Rewrite the material below as a numbered list, omitting any blank lines.

Data supplied:

--- BEGIN ---

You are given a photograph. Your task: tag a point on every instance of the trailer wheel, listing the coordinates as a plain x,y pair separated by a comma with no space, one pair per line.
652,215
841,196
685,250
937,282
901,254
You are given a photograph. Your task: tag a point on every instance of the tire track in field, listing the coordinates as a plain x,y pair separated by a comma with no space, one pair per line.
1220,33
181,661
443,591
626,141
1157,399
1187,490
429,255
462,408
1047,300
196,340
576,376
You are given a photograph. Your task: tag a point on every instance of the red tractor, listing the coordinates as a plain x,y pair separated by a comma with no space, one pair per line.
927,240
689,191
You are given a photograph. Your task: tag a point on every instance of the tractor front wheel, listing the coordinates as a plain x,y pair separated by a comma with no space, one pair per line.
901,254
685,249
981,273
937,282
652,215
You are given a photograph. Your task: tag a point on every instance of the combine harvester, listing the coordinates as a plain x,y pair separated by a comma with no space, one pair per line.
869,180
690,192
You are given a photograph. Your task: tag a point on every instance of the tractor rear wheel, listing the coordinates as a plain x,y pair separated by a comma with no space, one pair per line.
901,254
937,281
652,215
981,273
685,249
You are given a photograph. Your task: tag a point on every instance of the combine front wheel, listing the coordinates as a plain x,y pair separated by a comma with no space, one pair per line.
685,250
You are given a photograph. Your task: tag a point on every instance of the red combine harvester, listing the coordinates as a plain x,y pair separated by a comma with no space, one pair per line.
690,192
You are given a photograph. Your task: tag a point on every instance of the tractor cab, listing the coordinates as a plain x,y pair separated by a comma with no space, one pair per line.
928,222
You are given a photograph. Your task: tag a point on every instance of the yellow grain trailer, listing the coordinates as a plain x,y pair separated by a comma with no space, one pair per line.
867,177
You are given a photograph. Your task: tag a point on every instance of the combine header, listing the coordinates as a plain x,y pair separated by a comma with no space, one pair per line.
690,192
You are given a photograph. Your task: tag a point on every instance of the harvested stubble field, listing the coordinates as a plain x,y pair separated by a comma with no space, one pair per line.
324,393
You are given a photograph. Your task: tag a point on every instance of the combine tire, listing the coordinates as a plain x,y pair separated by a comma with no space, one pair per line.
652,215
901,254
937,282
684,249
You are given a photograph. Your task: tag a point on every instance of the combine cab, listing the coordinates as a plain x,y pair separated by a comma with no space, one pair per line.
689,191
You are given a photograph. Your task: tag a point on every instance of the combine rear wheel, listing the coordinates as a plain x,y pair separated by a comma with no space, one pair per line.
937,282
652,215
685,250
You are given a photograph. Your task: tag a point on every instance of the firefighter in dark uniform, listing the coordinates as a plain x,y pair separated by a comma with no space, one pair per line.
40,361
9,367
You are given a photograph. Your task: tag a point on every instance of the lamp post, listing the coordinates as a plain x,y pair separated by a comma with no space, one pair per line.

--- END ---

Correct answer:
1. You are given a photograph. Your task: tag a point on every instance of the trailer wheel, listing the coordinates as a plain x,y pair separated by a comma with no space, one pair per line.
2. 652,215
3. 841,196
4. 685,250
5. 937,282
6. 901,254
7. You are given a photograph. Your task: tag a point on every instance of the tire track in field, listing the coordinates as a plain x,y pair separated by a comma with no space, one pair per line.
8. 1220,33
9. 181,661
10. 443,591
11. 626,141
12. 1157,399
13. 1187,490
14. 429,255
15. 462,408
16. 1047,300
17. 196,340
18. 576,376
19. You are given a photograph. Your task: tag a point on every instance of the red tractor, listing the coordinates as a plain x,y pair separated by a comma with no space, one pair per line.
20. 927,240
21. 689,191
22. You are given a photograph. Your task: tag a point on every instance of the tractor front wheel, listing the coordinates as a plain x,y pair separated by a comma with no space, one pair per line.
23. 901,254
24. 685,249
25. 981,273
26. 937,282
27. 652,215
28. You are given a photograph. Your task: tag a point on every instance of the combine harvester, listing the coordinates as a plain x,y pair separated by a comma with no space, one pair per line.
29. 869,180
30. 690,192
31. You are given a photograph. Your task: tag a point on every instance of the tractor rear wheel, listing the coordinates as a plain x,y pair separated by a comma with no space, one pair per line.
32. 901,254
33. 937,281
34. 652,215
35. 981,273
36. 685,249
37. You are given a photograph. Your task: tag a point on every instance of the combine front wheel, listing the coordinates as a plain x,y pair separated by a comma with no space, one pair per line.
38. 685,250
39. You are given a photograph. Your task: tag a point on every instance of the red combine harvester, listing the coordinates as a plain x,y pair separated by a comma with no space, one pair per line.
40. 690,192
41. You are given a photograph. Your task: tag a point on every instance of the tractor cab, listing the coordinates as a plain x,y pair separated by a comma with no space, one pair per line.
42. 928,222
43. You are given a photograph. Your task: tag a point on every instance of the yellow grain trailer, listing the coordinates as a plain x,y pair separated by a comma with no space, one pair per line.
44. 867,177
45. You are given a photograph. Your task: tag a point on every instance of the combine header, listing the coordinates as a plain x,y pair separated by a comma with no space, one pair per line.
46. 690,192
47. You are given a photograph. Your task: tag a point on every instance of the harvested stubble field, listing the coordinates as a plain x,y pair separated by a comma with no space, one pair per line.
48. 324,393
49. You are given a photograph. Your task: tag a point on every instance of the combine tire, listing the coordinates as a plain x,y pair separated by a comma with no space, one pair per line.
50. 652,215
51. 901,254
52. 937,282
53. 684,249
54. You are given a photograph. Your task: tag a point on every instance of the combine cab, listing the coordinates as a plain x,y pair separated by a comma with no space, one pair per line.
55. 689,191
56. You are given a photograph. Your task: tag a point on every instance of the combine rear wheel, listing the coordinates as a plain x,y pair separated by a comma with no space, one pair per line.
57. 937,282
58. 652,215
59. 685,250
60. You are given a photograph. Your task: tag a point on every instance of the firefighter in dark uniform, listing the coordinates as a plain x,y pair separated by a comma with no space, one pair per line.
61. 40,361
62. 9,367
63. You are given a photograph. Your task: tag a point on every instance of the lamp post, listing the coordinates as a plain x,y pair separated by a comma with no space, one pair per line.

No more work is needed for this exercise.